EXERCISE: Could you rewrite the entries from the line containing "in blue polo" through the end of the entries, swapping "Outlines" for "Polygons" and changing nothing else? Leave the pictures out of your answer.

DATA LINES:
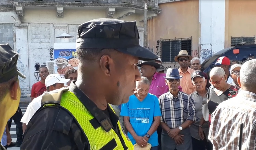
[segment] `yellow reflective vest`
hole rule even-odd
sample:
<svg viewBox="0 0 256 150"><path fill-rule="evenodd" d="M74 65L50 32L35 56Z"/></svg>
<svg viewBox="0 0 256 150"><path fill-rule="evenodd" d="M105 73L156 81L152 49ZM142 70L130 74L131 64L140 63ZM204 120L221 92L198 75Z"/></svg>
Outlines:
<svg viewBox="0 0 256 150"><path fill-rule="evenodd" d="M63 92L60 105L70 111L78 122L88 139L88 144L90 150L106 149L103 148L106 147L113 147L113 149L115 150L133 150L132 144L124 133L119 121L117 127L125 142L126 146L125 149L124 149L119 137L113 129L108 132L106 131L101 126L95 129L90 121L94 117L74 93L70 91ZM44 104L43 107L50 105L48 103ZM114 112L112 107L110 106Z"/></svg>

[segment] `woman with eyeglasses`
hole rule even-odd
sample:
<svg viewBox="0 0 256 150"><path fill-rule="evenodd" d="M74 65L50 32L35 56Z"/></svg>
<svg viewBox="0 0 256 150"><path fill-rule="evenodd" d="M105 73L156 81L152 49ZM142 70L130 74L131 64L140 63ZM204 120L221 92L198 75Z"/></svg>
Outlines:
<svg viewBox="0 0 256 150"><path fill-rule="evenodd" d="M211 116L221 103L235 97L238 92L239 88L227 83L228 76L222 68L215 67L213 68L210 74L210 83L212 85L208 95L209 122L211 123Z"/></svg>

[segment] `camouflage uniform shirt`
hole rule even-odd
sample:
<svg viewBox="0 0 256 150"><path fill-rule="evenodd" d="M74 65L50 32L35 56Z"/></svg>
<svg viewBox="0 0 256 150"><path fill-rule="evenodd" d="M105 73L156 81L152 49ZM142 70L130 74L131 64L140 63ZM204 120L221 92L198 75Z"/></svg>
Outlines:
<svg viewBox="0 0 256 150"><path fill-rule="evenodd" d="M76 87L75 81L70 84L70 91L80 97L81 102L87 108L97 107ZM94 109L95 112L91 112L92 114L103 112L108 117L108 119L110 119L113 129L117 128L118 117L108 105L107 109L103 111L97 108ZM96 123L101 125L99 122ZM120 136L117 131L116 132ZM60 106L48 106L41 107L28 123L20 150L89 150L88 142L86 135L70 112Z"/></svg>

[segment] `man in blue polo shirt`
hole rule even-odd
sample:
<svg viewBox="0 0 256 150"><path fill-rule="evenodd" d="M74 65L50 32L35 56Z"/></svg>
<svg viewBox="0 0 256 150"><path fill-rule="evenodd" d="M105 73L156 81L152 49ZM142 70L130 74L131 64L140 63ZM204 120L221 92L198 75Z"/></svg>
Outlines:
<svg viewBox="0 0 256 150"><path fill-rule="evenodd" d="M158 138L156 131L161 116L157 97L148 93L150 86L147 78L142 77L136 82L136 92L129 102L122 104L121 116L128 130L128 136L132 144L141 147L151 145L151 150L157 150Z"/></svg>

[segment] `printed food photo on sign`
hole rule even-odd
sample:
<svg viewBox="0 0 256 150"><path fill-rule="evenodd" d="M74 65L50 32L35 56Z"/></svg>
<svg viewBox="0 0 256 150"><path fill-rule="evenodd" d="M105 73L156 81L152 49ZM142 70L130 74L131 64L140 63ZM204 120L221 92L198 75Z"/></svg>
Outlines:
<svg viewBox="0 0 256 150"><path fill-rule="evenodd" d="M69 69L77 69L78 59L75 49L54 49L55 72L64 77L65 73Z"/></svg>

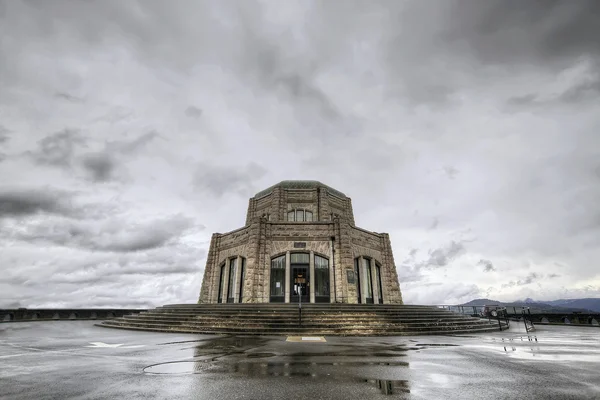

TASK RESULT:
[segment] `man in blue polo shirt`
hole rule even-odd
sample:
<svg viewBox="0 0 256 150"><path fill-rule="evenodd" d="M74 65L50 32L35 56Z"/></svg>
<svg viewBox="0 0 256 150"><path fill-rule="evenodd" d="M105 73L156 81L152 49ZM142 70L130 74L131 64L140 63ZM204 120L221 92L198 75Z"/></svg>
Polygons:
<svg viewBox="0 0 256 150"><path fill-rule="evenodd" d="M158 138L156 131L161 116L157 97L148 93L150 86L147 78L142 77L136 82L136 92L129 102L122 104L121 116L128 130L128 136L132 144L141 147L151 145L151 150L157 150Z"/></svg>

[segment] `printed food photo on sign`
hole rule even-odd
sample:
<svg viewBox="0 0 256 150"><path fill-rule="evenodd" d="M74 65L50 32L35 56Z"/></svg>
<svg viewBox="0 0 256 150"><path fill-rule="evenodd" d="M105 73L156 81L152 49ZM142 70L130 74L131 64L140 63ZM204 120L221 92L198 75Z"/></svg>
Polygons:
<svg viewBox="0 0 256 150"><path fill-rule="evenodd" d="M69 69L77 69L78 59L75 49L54 49L55 72L64 77L65 73Z"/></svg>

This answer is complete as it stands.